▶ [SET TASK] Write every line of the rows below as a JSON list of strings, one string per line, skipping blank lines and leaving out the pictures.

▶ [EXERCISE INPUTS]
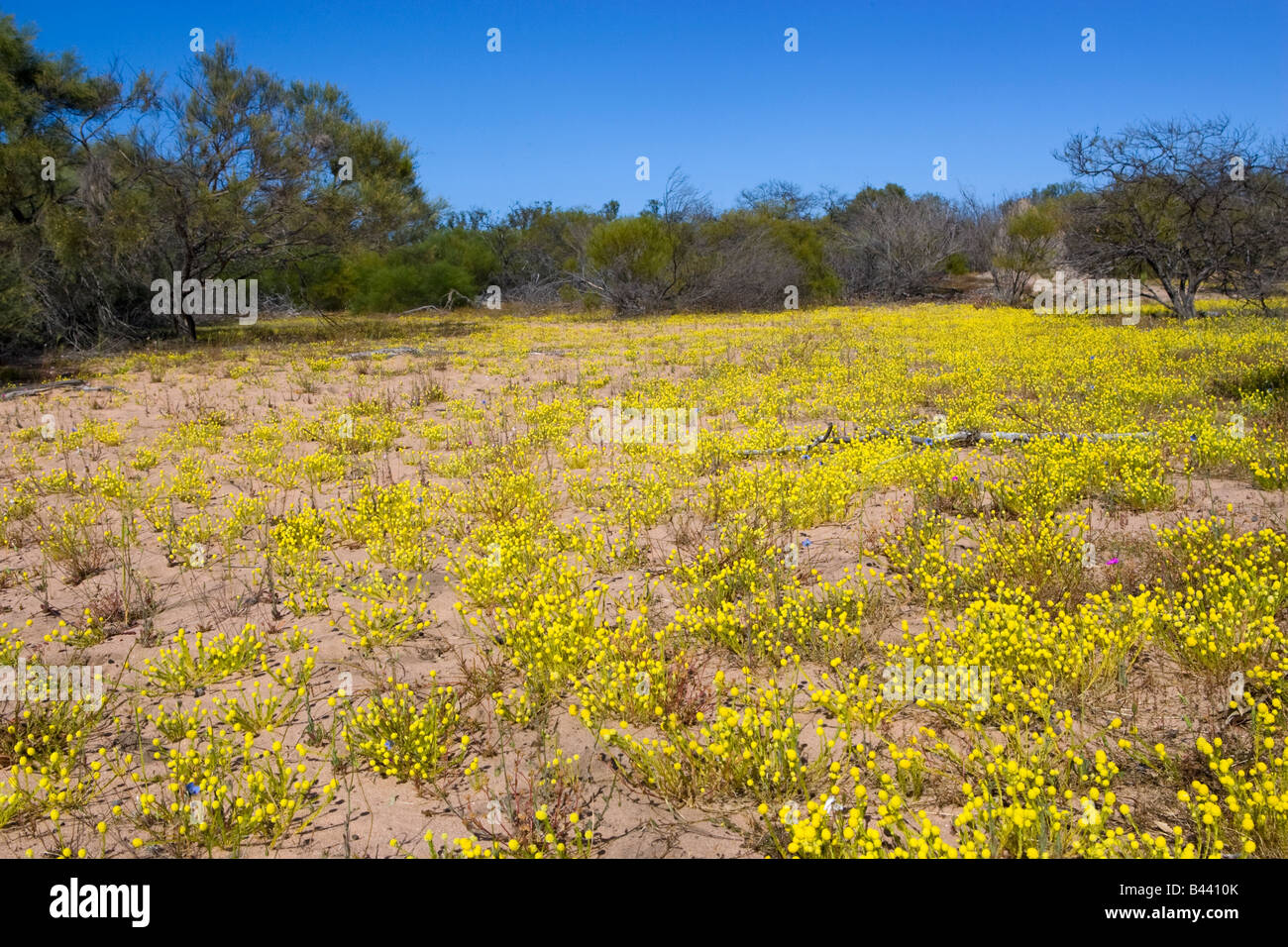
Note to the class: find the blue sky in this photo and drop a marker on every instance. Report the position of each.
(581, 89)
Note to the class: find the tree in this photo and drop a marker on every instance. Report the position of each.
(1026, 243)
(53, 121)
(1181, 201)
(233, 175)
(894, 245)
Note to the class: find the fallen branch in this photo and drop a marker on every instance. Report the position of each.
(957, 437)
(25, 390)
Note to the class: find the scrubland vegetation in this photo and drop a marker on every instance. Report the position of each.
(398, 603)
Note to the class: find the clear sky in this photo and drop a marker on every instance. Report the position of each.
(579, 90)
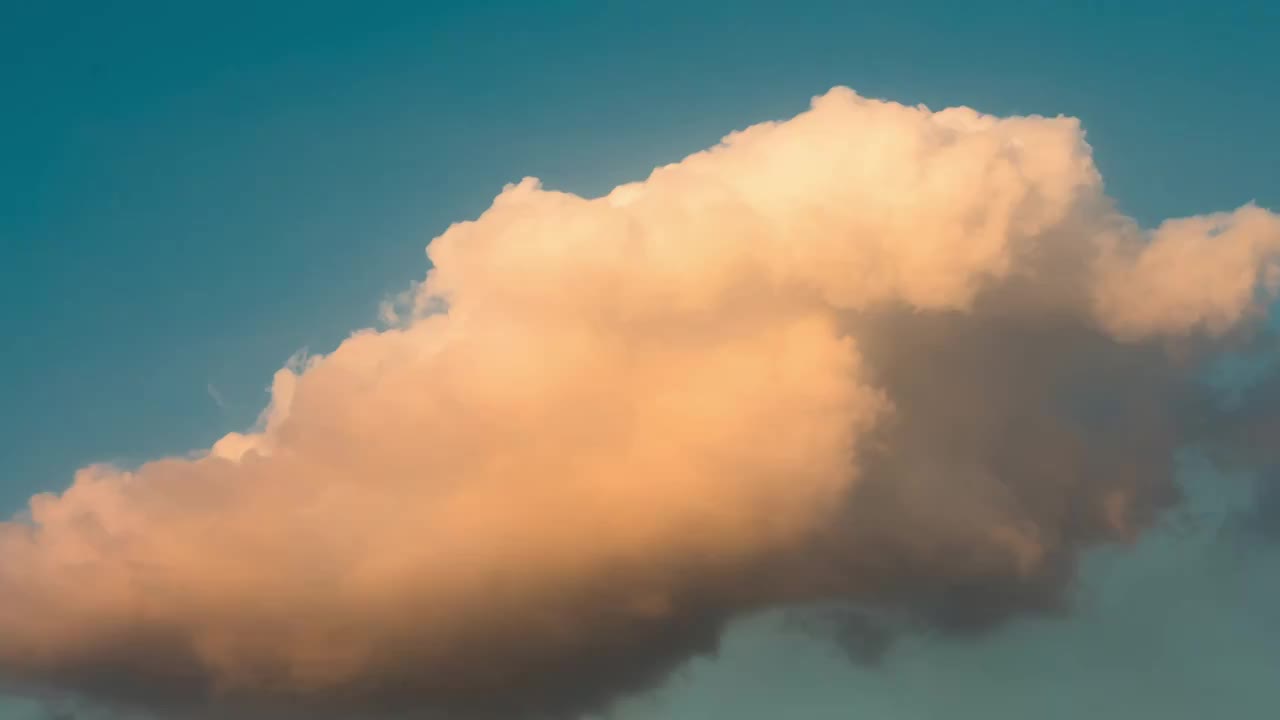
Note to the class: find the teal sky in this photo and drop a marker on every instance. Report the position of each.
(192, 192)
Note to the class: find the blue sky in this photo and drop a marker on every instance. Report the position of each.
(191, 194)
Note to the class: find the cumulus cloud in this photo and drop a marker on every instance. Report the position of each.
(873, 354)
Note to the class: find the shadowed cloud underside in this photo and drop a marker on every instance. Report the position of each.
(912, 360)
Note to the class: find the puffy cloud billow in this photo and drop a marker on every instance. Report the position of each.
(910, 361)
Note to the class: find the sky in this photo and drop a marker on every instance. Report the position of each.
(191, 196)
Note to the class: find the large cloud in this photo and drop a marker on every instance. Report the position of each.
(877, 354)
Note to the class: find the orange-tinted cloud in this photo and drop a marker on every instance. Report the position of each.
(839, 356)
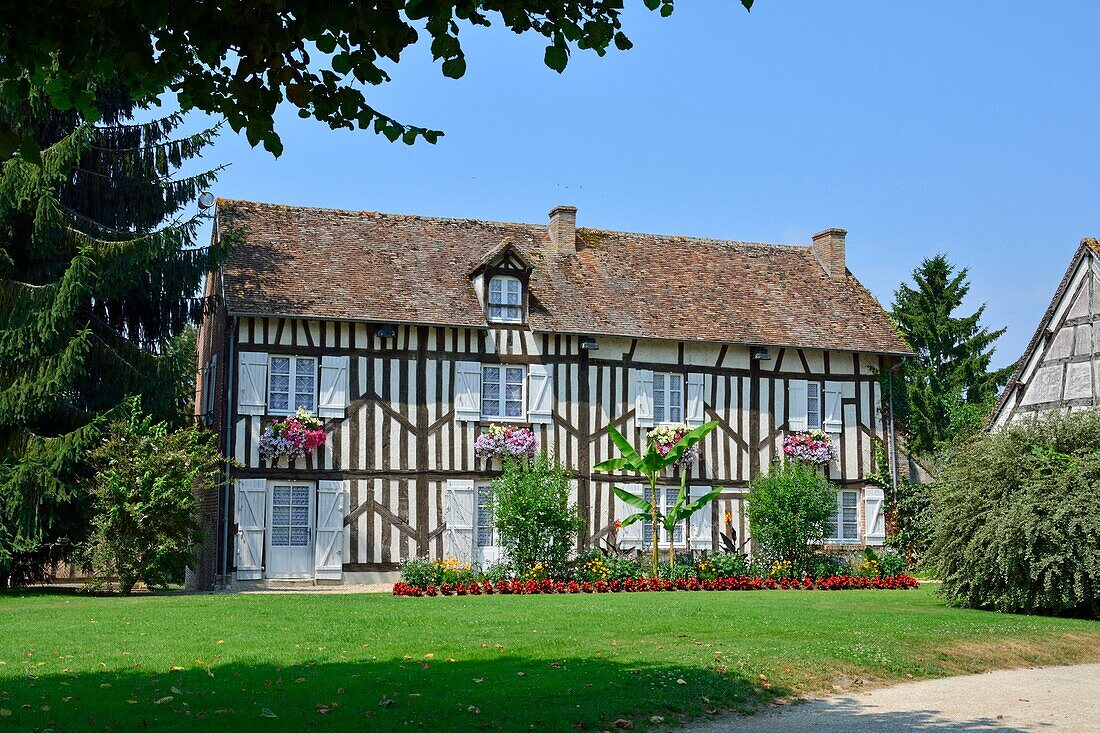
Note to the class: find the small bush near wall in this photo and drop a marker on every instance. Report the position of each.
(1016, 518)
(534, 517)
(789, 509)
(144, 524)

▶ [ANSWER TO THE TASK]
[
  "Note to the class: find the blue sky in this photo and drop a marker on every instance. Report the position of each.",
  "(581, 89)",
  "Note to the class: find the tree in this photo and drop a marker on every instance. Report the position of each.",
  "(1026, 243)",
  "(53, 121)",
  "(1181, 201)",
  "(233, 175)",
  "(894, 245)",
  "Note to the class: find the fallen branch in this photo and drop a marker on every instance. Report the position of each.",
  "(957, 437)",
  "(25, 390)",
  "Note to the class: find the scrubland vegetation in this photo and drop a marker on every instance. Report the position of each.",
  "(398, 603)",
  "Note to the class: find the clear sky in this photo and drop a marker on every instance. Report the position of each.",
  "(579, 90)",
  "Note to the class: find the teal sky in this photo and drop a marker on every instance. Report the position of each.",
  "(192, 192)",
  "Note to the class: find the blue sky in this photo and drop a marker on every instance. Report the position of each.",
  "(191, 194)",
  "Note to the class: find the cumulus cloud in this photo and drop a marker on every instance. Report the position of each.",
  "(873, 354)",
  "Note to the class: find the shadowed cloud underside in this photo and drop a marker on every instance. Report the position of each.",
  "(912, 360)",
  "Note to the class: find the puffy cloud billow in this photo and drop a marker on every instance. Report the position of each.",
  "(910, 361)",
  "Note to the class: find the sky in this photo and drop a marker on every instance. Report the position of each.",
  "(191, 196)",
  "Note to the class: find the large cloud in this photo and drop a marker on every instance. Report the position of each.",
  "(877, 354)",
  "Note to the class: find the orange-tinted cloud in this photo and drop a marker on every instance. Report the position of each.",
  "(839, 356)",
  "Note to the class: find the small bush near wall in this photo and drop a marker on every instance. Report the position of each.",
  "(1016, 518)",
  "(534, 517)",
  "(789, 509)",
  "(144, 524)"
]